— Begin Exercise inputs —

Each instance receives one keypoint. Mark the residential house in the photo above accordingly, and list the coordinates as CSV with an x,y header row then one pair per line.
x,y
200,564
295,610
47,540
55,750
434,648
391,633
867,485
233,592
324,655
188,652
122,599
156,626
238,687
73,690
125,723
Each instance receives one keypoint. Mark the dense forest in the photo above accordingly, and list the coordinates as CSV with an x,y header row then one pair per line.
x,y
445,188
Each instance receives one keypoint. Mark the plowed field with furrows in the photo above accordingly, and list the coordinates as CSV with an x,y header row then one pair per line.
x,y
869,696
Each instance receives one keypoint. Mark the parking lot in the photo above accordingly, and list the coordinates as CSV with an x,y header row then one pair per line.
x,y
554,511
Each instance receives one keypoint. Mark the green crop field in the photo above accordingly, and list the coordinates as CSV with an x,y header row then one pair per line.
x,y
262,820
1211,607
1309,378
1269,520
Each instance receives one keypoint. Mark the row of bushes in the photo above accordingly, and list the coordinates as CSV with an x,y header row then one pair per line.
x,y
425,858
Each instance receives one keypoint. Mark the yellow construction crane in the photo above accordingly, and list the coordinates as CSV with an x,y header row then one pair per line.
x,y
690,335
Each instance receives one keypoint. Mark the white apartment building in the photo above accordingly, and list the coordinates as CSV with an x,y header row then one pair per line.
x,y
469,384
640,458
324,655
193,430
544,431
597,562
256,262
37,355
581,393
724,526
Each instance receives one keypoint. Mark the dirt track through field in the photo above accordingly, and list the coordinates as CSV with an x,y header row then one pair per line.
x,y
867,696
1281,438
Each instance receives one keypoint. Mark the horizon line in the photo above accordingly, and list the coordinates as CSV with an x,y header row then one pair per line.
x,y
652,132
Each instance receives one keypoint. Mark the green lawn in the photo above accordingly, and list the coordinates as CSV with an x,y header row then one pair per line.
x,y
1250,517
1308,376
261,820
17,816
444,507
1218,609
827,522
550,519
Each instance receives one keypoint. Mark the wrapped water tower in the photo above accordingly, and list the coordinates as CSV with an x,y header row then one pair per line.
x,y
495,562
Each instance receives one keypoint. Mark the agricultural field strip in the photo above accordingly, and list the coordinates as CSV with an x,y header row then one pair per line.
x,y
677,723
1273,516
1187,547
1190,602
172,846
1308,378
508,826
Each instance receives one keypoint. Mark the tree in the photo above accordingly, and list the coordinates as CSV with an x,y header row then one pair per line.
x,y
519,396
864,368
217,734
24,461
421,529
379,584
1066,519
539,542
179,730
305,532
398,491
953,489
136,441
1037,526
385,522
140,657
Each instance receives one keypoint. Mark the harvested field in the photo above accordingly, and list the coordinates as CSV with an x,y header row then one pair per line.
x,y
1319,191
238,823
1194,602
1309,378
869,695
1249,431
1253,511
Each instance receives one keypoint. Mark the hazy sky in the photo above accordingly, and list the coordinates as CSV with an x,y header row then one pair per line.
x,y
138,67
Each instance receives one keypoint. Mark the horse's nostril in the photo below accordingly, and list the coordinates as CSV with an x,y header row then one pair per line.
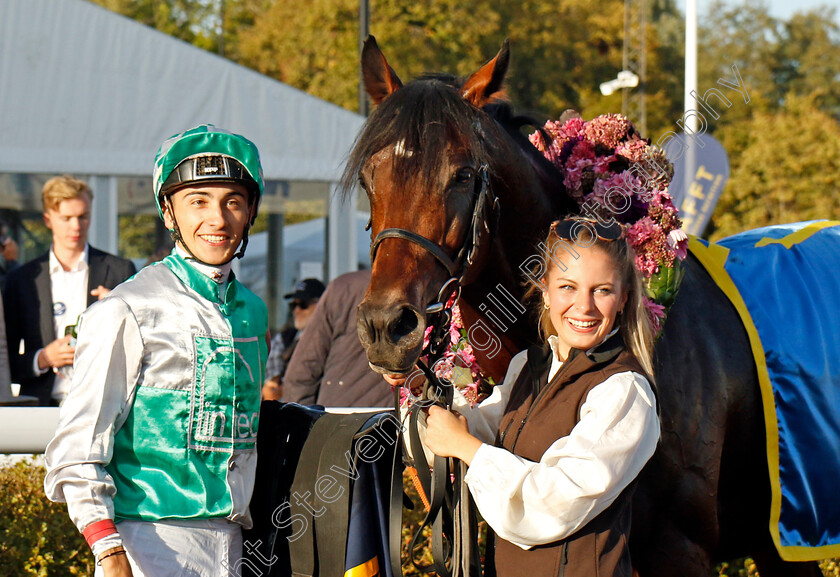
x,y
405,324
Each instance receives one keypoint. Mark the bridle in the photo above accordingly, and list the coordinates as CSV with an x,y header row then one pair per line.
x,y
451,513
485,217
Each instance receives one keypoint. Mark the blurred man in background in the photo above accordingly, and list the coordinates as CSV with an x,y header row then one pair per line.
x,y
330,367
303,300
45,296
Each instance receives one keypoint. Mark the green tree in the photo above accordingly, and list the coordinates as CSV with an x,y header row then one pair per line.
x,y
788,169
194,21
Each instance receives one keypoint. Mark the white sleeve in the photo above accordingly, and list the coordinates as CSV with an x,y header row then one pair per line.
x,y
109,351
579,476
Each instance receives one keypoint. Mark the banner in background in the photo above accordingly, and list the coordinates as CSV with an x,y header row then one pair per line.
x,y
701,168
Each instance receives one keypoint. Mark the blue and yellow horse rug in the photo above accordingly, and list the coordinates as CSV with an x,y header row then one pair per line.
x,y
785,283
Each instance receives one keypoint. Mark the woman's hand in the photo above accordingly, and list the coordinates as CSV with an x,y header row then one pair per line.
x,y
448,435
116,566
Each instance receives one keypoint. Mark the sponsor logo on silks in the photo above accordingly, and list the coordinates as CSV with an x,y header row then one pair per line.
x,y
224,408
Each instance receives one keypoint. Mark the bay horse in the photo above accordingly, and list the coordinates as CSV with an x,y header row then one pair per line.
x,y
424,155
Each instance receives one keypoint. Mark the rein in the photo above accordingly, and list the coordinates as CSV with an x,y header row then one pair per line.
x,y
451,512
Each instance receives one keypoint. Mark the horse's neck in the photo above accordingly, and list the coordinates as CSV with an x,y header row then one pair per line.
x,y
531,196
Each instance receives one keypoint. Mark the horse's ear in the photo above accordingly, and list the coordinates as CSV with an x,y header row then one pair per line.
x,y
482,85
380,79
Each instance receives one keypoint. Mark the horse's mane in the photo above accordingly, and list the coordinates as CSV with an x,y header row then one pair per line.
x,y
428,114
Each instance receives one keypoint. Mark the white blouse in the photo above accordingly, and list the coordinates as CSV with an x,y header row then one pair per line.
x,y
578,476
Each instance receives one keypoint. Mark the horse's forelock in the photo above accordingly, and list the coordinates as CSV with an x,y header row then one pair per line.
x,y
421,121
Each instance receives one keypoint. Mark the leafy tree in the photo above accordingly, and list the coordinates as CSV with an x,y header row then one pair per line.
x,y
788,169
194,21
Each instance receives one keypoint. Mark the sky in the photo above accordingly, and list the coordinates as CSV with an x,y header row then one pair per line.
x,y
785,8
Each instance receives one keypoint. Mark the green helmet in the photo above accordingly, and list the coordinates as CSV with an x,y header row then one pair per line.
x,y
207,154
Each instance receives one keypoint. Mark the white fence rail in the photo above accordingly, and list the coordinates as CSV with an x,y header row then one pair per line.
x,y
27,429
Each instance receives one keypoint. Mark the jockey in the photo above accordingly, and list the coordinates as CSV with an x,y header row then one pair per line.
x,y
155,452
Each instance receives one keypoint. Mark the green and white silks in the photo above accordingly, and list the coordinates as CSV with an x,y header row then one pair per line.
x,y
185,447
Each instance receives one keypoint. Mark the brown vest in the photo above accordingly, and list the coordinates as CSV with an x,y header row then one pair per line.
x,y
537,415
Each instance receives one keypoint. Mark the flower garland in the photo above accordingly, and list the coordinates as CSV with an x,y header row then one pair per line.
x,y
609,169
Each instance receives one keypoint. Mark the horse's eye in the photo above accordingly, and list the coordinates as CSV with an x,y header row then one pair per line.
x,y
464,176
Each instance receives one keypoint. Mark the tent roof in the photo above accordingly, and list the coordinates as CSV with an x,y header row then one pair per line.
x,y
87,91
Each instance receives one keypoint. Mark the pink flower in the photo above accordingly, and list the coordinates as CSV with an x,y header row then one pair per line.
x,y
634,150
608,129
648,240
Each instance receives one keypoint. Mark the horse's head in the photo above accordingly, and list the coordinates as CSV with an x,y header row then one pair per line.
x,y
432,161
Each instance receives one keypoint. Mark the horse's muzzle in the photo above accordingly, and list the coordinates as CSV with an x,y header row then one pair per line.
x,y
392,335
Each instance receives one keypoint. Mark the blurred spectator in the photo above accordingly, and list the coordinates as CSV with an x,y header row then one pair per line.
x,y
304,298
9,253
330,367
46,295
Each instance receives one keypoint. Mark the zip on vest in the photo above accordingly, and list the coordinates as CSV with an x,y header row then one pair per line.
x,y
538,396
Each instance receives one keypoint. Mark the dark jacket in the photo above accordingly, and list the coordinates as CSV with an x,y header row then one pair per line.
x,y
537,415
329,366
27,301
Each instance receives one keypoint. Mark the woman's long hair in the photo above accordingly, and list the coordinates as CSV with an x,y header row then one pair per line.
x,y
634,322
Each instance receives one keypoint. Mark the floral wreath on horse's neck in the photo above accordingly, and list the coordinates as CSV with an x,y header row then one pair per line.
x,y
602,161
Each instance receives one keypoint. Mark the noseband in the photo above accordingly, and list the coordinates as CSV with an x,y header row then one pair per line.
x,y
485,217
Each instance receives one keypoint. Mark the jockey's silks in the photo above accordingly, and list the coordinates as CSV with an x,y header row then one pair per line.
x,y
186,446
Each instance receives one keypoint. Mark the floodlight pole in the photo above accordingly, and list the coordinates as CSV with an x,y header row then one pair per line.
x,y
690,120
364,30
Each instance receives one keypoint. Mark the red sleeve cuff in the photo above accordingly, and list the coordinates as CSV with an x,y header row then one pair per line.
x,y
99,530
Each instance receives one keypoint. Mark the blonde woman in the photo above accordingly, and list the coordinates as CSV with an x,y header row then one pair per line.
x,y
554,452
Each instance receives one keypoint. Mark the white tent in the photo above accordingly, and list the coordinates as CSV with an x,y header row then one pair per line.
x,y
86,91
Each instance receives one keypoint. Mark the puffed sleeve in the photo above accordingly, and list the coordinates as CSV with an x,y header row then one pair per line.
x,y
579,476
109,352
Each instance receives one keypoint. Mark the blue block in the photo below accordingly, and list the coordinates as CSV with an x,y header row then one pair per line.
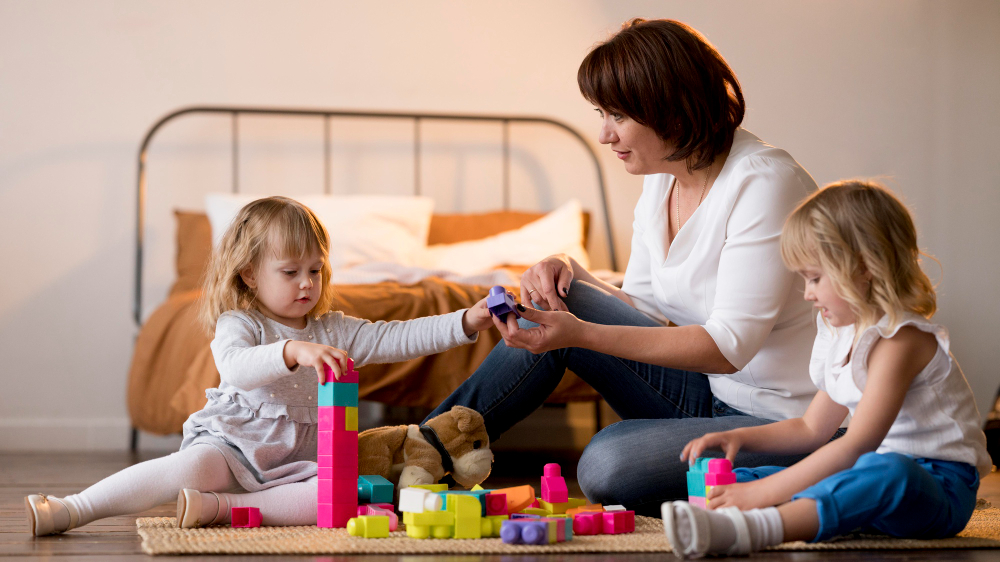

— End Exercise inputs —

*To do*
Gather every line in the records above that contains the word "flower", matching case exactly.

*Output for this exercise*
Each instance receives one keypoint. Mark the flower garland in the photo above accordingly, and list the coordinates as CSV with an x,y header row then one pair per line.
Each instance receives one keypoint. Mark the pink flower in the photo above accordingly, and list the coordinates as CSV with an x,y header row then one pair per line.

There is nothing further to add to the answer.